* WHAT THE EXERCISE ASKS:
Copy the lines verbatim, beginning with the line that contains "Find: black laptop lid" and continuing through the end of the data, and only those lines.

* INFORMATION GIVEN:
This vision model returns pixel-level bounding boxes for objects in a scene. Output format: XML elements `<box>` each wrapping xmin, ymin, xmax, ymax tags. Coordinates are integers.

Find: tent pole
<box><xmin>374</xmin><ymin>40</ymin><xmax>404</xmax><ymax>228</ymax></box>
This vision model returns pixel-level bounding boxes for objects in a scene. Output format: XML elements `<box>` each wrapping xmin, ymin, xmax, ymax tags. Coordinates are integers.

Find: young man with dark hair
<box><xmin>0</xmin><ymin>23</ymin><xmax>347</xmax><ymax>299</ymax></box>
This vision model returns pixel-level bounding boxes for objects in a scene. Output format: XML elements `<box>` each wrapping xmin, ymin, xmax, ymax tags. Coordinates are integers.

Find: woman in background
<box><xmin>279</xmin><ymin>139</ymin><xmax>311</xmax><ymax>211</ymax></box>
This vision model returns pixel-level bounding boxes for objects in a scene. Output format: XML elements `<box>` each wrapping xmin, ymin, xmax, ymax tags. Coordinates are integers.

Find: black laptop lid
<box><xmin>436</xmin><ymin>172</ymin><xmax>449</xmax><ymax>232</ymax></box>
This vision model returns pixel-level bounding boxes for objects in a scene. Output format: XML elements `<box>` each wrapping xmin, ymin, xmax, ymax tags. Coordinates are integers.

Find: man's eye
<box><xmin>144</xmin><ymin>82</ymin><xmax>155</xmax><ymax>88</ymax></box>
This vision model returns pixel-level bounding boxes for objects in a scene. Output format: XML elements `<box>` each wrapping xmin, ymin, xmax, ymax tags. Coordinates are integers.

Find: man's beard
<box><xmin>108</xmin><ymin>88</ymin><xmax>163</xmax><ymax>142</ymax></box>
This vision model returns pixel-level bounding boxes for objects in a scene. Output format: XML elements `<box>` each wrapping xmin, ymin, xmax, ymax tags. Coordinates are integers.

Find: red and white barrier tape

* RESPONSE:
Find: black laptop lid
<box><xmin>436</xmin><ymin>172</ymin><xmax>449</xmax><ymax>232</ymax></box>
This vision model returns pixel-level bounding boxes for objects in a scene. Output format: XML elements `<box>` each wrapping xmin, ymin, xmax, ymax tags. Coordinates are integers.

Find: man's eye
<box><xmin>144</xmin><ymin>82</ymin><xmax>155</xmax><ymax>88</ymax></box>
This vision model returns pixel-level bounding boxes for objects in a scene. Output format: XML elements `<box>` each wrapping xmin, ymin, xmax, ymax tags. Coordinates are integers.

Find: man's beard
<box><xmin>108</xmin><ymin>88</ymin><xmax>163</xmax><ymax>142</ymax></box>
This vision model returns pixel-level bounding boxes for objects in a scene. Output format: XML elements `<box>` each wrapping xmin, ymin, xmax, ymax tags. Coordinates are integers.

Find: red and white barrier tape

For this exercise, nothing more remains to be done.